> _Page text_
==*==

All posts by ashleyanderson

She’s the Man versus Twelfth Night

Why don’t we rewind a little and go back to Twelfth Night. As many of you already know, She’s the Man is based on Twelfth Night. I’ll be honest; it took me until the second act to figure it out. When I finally did, I just sat stunned and amazed. I should probably let you know that I have seen She’s the Man more than I really care to admit. I used to love Amanda Bynes (pre-head shave). Any ways, I wanted to share with you the similarities and differences I noticed with this adaptation.

The most prominent difference is that in She’s the Man Viola intentionally disguises herself as her brother (there is no mere coincidence that her and Sebastian look the same). However, Viola in the play and movie decide “such disguise” “become[s] the form of [their] intent.” (1.2.55-6).

==*==

> _Required tasks_
- 1) Rewrite the paragraph beginning "Why don't we rewind a little" from the post comparing She's the Man and Twelfth Night in two or three shorter sentences, keeping its main facts.
- 2) In the post comparing She's the Man and Twelfth Night, what is named as the most prominent difference?
- 3) Carry on the post comparing She's the Man and Twelfth Night from where it stops.

==*==

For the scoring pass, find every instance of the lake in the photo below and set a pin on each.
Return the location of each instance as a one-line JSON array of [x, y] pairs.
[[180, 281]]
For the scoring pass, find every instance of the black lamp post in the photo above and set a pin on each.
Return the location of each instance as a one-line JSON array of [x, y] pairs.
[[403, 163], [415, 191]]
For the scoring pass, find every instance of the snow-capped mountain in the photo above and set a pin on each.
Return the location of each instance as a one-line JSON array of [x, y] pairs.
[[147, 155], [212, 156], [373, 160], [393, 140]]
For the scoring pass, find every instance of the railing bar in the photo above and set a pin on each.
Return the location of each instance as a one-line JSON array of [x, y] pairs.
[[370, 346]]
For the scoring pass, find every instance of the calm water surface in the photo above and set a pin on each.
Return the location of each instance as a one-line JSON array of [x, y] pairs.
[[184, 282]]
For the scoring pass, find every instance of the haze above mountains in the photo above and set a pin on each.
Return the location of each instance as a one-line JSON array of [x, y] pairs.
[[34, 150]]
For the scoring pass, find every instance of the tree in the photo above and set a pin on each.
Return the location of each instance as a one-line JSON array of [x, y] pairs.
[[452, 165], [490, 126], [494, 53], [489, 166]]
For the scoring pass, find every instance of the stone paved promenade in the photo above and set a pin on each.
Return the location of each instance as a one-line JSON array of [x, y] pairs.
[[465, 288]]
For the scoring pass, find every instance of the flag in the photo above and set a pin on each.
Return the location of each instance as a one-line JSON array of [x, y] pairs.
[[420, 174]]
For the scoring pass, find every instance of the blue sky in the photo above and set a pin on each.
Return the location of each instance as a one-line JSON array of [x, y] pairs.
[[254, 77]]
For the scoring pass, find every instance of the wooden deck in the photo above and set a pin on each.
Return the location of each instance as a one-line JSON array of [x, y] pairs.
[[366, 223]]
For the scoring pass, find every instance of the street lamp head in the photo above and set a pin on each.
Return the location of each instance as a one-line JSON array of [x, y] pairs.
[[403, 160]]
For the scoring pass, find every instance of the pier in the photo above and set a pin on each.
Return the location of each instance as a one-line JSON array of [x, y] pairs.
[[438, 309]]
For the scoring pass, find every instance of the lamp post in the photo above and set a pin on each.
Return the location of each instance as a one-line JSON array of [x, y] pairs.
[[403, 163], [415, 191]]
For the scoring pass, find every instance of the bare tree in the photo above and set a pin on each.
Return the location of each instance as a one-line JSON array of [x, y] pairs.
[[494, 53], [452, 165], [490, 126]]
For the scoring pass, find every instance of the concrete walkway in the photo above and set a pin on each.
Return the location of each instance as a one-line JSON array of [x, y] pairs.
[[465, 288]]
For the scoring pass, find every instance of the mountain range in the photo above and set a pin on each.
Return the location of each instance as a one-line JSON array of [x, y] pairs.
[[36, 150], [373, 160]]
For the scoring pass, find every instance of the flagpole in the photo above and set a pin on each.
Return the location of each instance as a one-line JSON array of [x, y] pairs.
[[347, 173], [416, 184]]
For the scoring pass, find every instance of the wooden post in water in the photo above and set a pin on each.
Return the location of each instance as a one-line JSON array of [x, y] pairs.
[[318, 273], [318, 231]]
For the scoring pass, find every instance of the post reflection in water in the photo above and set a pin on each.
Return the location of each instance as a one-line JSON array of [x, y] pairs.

==*==

> _Answer list_
- 1) She's the Man is based on Twelfth Night, though I didn't realize it until the second act and was stunned when I did. I've seen the film more times than I care to admit and used to love Amanda Bynes. Here are the similarities and differences I noticed in this adaptation.

- 2) In She's the Man, Viola intentionally disguises herself as her brother.

- 3)
Only the main characters are the same in both. Viola and Sebastian are twins in both as well. There is no Andrew-Toby-Maria subplot in the movie because it is centered on Viola, Duke, Olivia and Sebastian. Viola by far is the main character though. Orsino (the Duke) in the play is represented by a gentleman named Duke Orsino- as in Duke is his first name. Genius right? Sebastian, Olivia and Viola are all represented by characters of the same name. Malvolio is represented by a character named Malcolm. Similarly to Malvolio in the play, Malcolm has a creepy infatuation with Olivia although she shows no interest. Malcolm is also similar to Sir Andrew in his repeated attempts to court Olivia and his contempt for Viola as Sebastian. Ironically (well not so ironically actually), Malcolm has a tarantula named Malvolio!

In the movie Viola disguises herself as Sebastian (who is in London playing music) to prove that girls can play soccer as well as guys. This attempt to prove that as a woman she can play soccer as well as the guys allows for several gender references in the movie. Examples such as extensive negative emphasis on Viola’s similarities to Sebastian, a soccer coach saying “girls can’t play soccer” and Viola’s mother encouraging her to become a debutante (class reference!) exemplify perceived roles of women in She’s the Man. Both Violas use their disguise to “allow [them] very worth” (1.2.60) the things women are denied.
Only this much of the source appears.